Problem description: Reproduce verbatim the passage of the text on OpenStack's mission starting at "I do think the" and ending at "run a Cloud?".

Text shown:
So is it the mission?

I think OpenStack has lots of “issues”, to use the technical term, across, well, everything. I don’t think the mission is even slightly related to the problems though.

The mission has ultimately just brought a huge number of folk together with the idea that they might produce a thing that can act like a cloud.

This has been done before: organisations like AWS, Microsoft, Google and smaller players like Digital Ocean and Rackspace (before OpenStack).

I reject the idea that having such a big, hairy, inclusive mission is a problem.

We can be more rigorous about that though: if a smaller mission would structurally prevent a given issue, then it’s the mission that is the problem. Otherwise, it’s not.

I do think the mission is somewhat ridiculous, but there’s a phrase in some companies:a companies mission defines what it doesn’t do, not what it does.

And I think the current OpenStack mission does that quite well: there are two basic filters that can be applied, and unless at least one matches, it’s out of scope for OpenStack.

  • Can you get $thing from a Public Cloud?
  • Do you uniquely need $thing to run a Cloud?

And yes, there are a billion things in the grey cloud around the edge.

Know what else has this problem? Linux. Well over ~3/5th of its code is in that grey edge. 170M of core, 130M of architectures, 530M in drivers. X86 + arm is 50M of that 130M of architectures.

Linux’s response has been dramatically different to ours though. They have a single conceptual project being built, with enormous configurability in how it’s deployed. We’ve decided that we’re building a billion different things under the same umbrella, and that comes down to a cultural norm.

Cultural norms and silos

Concretely, Swift and Nova: the two original projects, have never conceptually regarded themselves as one project.

Should they?

I honestly don’t know :). But by not being one project (with enormous configurability in now it’s deployed), we set a cultural expectation in OpenStack, that variation in workload implied a new project and new codebase.

Every split out takes years to accomplish – both the literal ones like Glance, and the moral ones like Neutron.

The lines for the split-outs are drawn inconsistently.

To illustrate this, ask yourself: what manages a node in an OpenStack cloud? What’s the component that is responsible for working with the machines actual resources, reporting usages, reporting back to service discovery, healthchecks, liveness etc?

In a clean slate architecture you might design a single agent, and then make it extensible/modular. OpenStack has many separate agents, one per siloed team.

Similarly the scheduling problem for net/disk/compute: there is an enormous vertical stack of cloud-APIs that can be built on a solid base, many of which OpenStack has in its portfolio. But that stack is not being built on a common scheduler – and can’t be because the cultural norm is to split things out, not to actually figure out how to maintain things more effectively without moving the code around.

Some things really are better off as separate projects – and I’m not talking monorepo vs repo-per-project, thats really only about the ability to do some changes atomically. A reusable library like oslo.config is only reusable by being a separate project. oslo.db though, exists solely because we have many separate projects that all look like ‘REST on one side database on the other’. That is a concrete problem: high deployment overheads, redundant information in some places, inappropriate transaction boundaries in others. The objects work – passing structured objects around and centralising the DB access – makes things a lot better, but its broken into vertical silos much too early.

(Entries from a data collection)

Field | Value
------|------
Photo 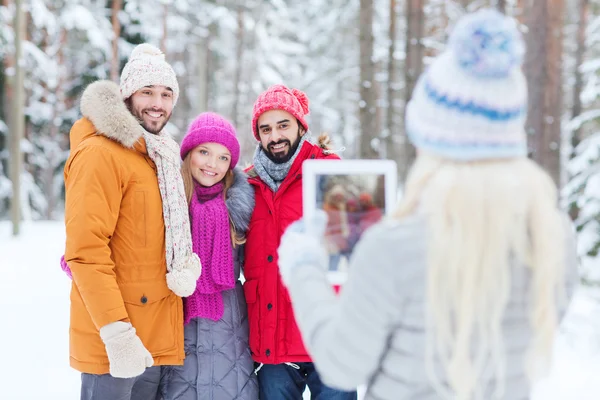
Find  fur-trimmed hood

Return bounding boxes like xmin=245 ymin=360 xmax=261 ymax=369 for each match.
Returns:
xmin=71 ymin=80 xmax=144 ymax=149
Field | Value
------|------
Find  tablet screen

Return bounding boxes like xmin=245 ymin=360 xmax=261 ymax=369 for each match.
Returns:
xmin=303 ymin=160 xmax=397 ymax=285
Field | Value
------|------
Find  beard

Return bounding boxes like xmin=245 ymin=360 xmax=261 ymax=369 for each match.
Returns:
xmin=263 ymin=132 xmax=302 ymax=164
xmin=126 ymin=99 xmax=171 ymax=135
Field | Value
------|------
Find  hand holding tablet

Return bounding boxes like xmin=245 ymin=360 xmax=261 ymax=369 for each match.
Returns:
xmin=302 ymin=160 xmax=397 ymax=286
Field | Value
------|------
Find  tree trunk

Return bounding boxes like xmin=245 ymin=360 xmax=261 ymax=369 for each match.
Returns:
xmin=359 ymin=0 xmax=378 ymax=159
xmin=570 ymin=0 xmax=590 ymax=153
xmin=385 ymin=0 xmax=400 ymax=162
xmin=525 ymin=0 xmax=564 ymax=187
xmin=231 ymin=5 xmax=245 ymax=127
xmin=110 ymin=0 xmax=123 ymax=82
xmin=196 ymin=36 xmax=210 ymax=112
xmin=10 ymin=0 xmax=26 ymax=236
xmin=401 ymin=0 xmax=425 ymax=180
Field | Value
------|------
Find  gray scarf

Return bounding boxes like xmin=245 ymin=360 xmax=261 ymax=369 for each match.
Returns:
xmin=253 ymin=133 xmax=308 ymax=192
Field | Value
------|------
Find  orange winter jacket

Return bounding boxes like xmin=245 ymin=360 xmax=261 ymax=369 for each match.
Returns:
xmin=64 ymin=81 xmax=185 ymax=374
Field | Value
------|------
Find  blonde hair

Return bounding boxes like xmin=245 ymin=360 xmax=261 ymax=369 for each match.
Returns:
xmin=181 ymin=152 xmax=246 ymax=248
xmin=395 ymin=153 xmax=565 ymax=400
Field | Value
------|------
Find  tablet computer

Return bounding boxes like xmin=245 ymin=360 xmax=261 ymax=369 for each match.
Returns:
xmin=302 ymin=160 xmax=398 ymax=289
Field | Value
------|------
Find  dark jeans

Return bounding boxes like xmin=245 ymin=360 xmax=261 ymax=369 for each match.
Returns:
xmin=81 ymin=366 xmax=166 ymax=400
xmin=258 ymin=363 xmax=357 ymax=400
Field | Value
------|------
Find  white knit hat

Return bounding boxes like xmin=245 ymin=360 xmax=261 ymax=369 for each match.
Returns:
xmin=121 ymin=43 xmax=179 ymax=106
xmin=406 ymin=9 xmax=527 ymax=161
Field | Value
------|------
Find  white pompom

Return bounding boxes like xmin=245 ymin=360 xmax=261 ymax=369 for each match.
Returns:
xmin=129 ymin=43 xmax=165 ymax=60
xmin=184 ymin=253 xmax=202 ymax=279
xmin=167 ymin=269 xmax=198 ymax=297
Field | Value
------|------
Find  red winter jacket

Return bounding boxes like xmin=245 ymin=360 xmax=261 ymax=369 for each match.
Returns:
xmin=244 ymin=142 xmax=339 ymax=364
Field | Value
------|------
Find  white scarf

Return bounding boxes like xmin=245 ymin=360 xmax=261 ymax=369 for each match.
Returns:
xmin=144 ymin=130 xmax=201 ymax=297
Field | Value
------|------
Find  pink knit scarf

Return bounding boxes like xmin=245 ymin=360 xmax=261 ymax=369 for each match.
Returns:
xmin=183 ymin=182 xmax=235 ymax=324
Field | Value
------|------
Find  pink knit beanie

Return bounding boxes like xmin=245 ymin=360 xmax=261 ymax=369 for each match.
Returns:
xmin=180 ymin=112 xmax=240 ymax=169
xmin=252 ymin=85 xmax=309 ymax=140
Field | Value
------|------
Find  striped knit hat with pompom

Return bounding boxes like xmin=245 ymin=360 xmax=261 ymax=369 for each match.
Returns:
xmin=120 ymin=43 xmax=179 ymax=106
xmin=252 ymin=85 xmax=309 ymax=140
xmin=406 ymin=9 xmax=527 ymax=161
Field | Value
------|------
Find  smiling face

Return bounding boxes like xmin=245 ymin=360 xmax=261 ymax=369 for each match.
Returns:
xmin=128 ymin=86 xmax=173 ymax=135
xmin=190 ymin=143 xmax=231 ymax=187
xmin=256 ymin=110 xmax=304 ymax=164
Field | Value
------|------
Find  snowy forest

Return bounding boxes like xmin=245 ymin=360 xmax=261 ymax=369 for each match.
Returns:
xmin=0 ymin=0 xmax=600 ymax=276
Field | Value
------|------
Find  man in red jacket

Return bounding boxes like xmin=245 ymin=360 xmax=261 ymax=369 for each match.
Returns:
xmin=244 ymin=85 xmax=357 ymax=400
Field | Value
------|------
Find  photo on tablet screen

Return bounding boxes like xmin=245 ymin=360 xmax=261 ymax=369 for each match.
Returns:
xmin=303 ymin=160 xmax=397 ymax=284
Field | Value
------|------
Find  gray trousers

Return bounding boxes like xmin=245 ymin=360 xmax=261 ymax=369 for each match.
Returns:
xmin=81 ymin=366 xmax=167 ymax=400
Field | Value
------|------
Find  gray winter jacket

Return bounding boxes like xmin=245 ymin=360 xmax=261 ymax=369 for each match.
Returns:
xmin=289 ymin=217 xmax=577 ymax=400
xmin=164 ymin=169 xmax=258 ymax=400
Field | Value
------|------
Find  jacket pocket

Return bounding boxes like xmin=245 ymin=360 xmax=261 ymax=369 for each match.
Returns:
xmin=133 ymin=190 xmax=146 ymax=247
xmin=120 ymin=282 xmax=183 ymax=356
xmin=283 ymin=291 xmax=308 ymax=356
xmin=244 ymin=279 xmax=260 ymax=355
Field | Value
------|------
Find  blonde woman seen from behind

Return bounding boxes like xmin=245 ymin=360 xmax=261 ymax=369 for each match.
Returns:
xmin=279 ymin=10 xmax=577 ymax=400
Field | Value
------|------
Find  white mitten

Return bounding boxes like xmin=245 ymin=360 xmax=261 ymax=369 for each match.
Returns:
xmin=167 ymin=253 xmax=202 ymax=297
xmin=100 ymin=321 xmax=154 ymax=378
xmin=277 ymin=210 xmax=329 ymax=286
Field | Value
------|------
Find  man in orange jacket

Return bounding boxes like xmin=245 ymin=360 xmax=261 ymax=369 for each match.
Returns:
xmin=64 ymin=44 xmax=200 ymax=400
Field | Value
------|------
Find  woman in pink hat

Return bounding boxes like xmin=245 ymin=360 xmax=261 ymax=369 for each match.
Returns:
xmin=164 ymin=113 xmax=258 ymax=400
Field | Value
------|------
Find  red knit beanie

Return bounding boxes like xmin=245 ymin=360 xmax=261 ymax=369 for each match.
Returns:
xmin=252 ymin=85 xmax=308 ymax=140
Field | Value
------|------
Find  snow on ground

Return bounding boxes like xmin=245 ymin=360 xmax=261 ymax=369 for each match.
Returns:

==

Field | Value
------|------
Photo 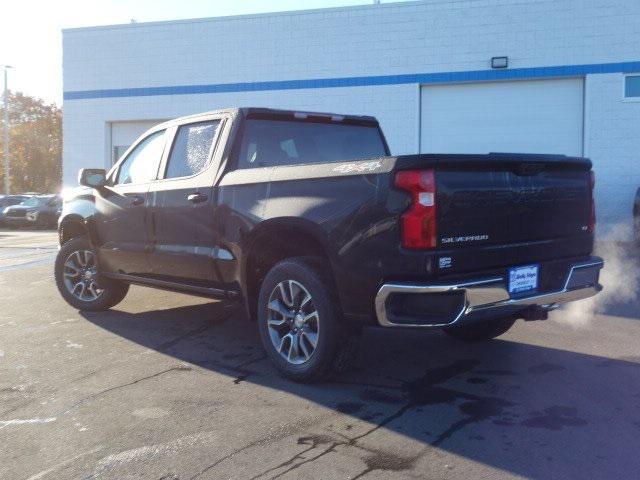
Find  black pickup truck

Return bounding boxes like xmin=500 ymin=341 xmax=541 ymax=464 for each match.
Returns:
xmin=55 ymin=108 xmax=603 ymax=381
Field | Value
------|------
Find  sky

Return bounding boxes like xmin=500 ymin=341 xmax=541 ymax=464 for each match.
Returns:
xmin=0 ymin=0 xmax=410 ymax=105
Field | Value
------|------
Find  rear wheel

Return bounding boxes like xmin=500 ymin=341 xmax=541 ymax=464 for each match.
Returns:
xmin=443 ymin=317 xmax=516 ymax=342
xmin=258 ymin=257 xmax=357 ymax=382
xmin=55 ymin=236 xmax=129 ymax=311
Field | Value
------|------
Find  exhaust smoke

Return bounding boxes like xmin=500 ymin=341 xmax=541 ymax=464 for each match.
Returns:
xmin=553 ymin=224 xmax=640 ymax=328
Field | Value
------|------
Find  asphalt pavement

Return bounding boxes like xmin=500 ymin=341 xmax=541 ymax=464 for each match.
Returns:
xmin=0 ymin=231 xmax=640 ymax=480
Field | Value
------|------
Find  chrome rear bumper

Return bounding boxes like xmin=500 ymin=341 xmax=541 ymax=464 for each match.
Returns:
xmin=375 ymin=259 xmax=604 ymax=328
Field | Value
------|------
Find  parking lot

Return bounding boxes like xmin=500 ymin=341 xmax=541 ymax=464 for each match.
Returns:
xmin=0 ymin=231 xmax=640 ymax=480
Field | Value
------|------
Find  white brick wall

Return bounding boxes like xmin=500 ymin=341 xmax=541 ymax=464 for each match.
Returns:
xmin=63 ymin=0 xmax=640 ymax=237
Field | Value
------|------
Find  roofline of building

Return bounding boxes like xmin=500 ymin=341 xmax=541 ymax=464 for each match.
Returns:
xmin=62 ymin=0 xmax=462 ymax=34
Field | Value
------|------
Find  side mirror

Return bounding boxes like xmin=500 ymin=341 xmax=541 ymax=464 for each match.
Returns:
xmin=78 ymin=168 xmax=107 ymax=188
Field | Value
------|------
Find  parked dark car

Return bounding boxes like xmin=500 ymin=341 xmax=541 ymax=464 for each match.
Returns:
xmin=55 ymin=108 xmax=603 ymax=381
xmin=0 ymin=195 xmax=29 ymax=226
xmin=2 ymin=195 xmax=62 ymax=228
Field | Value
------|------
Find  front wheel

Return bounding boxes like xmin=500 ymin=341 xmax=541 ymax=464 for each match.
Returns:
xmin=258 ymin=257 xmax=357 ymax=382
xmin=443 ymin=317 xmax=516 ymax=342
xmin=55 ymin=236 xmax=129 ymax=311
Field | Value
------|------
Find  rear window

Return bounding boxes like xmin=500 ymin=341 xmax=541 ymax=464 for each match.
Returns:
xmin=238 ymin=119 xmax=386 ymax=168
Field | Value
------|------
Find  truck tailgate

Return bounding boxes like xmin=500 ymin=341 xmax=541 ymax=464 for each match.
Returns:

* * *

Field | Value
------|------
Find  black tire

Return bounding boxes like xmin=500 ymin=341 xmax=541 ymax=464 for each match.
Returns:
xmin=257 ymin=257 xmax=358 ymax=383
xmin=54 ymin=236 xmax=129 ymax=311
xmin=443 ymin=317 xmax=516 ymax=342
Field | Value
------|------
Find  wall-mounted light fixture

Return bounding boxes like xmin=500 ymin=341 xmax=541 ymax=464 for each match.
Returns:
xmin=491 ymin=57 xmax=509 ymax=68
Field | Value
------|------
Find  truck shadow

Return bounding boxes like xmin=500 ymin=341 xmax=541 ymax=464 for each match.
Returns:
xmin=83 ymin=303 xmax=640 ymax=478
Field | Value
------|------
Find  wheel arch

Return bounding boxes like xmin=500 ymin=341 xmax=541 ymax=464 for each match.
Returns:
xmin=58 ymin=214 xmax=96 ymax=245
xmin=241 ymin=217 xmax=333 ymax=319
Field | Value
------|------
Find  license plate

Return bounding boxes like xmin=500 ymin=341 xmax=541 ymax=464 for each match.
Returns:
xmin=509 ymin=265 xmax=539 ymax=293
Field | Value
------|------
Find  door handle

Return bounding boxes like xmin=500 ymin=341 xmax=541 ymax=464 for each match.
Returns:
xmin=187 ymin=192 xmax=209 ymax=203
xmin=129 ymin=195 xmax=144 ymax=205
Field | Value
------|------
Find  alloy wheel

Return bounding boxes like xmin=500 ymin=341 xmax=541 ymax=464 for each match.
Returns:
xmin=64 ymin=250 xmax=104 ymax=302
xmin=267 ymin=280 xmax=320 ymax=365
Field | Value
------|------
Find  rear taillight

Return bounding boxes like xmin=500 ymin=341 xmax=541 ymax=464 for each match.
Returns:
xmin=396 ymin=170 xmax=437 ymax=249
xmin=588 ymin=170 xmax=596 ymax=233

Result for this task:
I do think the mission is somewhat ridiculous, but there’s a phrase in some companies:a companies mission defines what it doesn’t do, not what it does.

And I think the current OpenStack mission does that quite well: there are two basic filters that can be applied, and unless at least one matches, it’s out of scope for OpenStack.

  • Can you get $thing from a Public Cloud?
  • Do you uniquely need $thing to run a Cloud?